■ Object detection data ■
#####
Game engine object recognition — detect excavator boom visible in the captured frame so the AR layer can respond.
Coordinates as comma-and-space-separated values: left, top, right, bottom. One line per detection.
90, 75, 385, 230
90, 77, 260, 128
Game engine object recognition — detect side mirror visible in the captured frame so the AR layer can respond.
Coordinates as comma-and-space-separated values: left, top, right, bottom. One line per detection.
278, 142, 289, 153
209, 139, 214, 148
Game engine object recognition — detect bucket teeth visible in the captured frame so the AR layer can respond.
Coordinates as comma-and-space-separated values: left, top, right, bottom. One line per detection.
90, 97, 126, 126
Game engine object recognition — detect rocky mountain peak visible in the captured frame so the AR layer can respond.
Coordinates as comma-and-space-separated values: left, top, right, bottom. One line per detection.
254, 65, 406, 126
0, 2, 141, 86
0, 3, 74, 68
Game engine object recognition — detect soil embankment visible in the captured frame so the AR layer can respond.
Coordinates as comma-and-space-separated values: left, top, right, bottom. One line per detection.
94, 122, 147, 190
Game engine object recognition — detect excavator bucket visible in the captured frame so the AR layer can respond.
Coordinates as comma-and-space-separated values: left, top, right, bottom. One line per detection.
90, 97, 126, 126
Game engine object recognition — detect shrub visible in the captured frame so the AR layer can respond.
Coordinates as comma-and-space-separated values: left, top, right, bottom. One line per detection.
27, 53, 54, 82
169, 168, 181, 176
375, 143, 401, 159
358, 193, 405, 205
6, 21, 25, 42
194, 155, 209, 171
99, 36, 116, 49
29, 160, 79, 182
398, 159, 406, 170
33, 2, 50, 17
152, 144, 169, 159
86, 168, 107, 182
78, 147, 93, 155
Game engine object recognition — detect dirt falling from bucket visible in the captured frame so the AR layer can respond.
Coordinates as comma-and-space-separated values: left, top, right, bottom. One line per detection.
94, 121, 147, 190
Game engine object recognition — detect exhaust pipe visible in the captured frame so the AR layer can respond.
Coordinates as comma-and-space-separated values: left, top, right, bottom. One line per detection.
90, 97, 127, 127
#####
Quote the part of the data that runs from the line containing "Game engine object recognition — detect bucket" through the end of the data, with both ends included.

■ Answer to this task ■
Game engine object recognition — detect bucket teeth visible in the captured frame so the AR layer can respond.
Coordinates as comma-and-space-separated values: left, top, right, bottom. One line per detection.
90, 97, 126, 126
Game engine object recognition — detect rocky mountain peak visible in the captured frame so the AR layer can respond.
Coordinates as comma-and-space-separated values: left, top, right, bottom. One line per detection.
254, 65, 406, 126
0, 2, 141, 86
0, 3, 74, 68
Game engine object recognition — detect soil embankment visible in the captured frame so the AR layer can respond.
Coordinates as comma-and-space-separated values: left, top, right, bottom. One line per detection.
94, 122, 147, 190
Game engine object recognition — detect excavator bucket visible in the captured frame so the AR layer can respond.
Coordinates as comma-and-space-separated values: left, top, right, bottom. One line per detection.
90, 97, 126, 126
Game engine object recognition — detect shrub visible in the captured frame so the AR layer can respond.
Coordinates as comma-and-space-separated values: left, top, right, bottom. One line per detection.
27, 53, 54, 82
169, 168, 181, 176
375, 143, 401, 159
358, 193, 405, 205
6, 21, 25, 42
194, 155, 209, 171
99, 36, 116, 49
29, 160, 79, 182
398, 159, 406, 170
33, 2, 50, 17
152, 144, 169, 159
86, 168, 107, 182
78, 147, 93, 155
Game engine object recognition — detect dirt falling from bucket visible in the captured frame so the AR layer can respond.
Coordinates as comma-and-space-separated values: left, top, right, bottom. One line per detection.
94, 121, 147, 190
Game engine object recognition — detect exhaust pipe visible in the captured frame so the AR layer can respond.
Coordinates as comma-and-space-separated values: left, top, right, bottom. One line per detection.
90, 97, 127, 127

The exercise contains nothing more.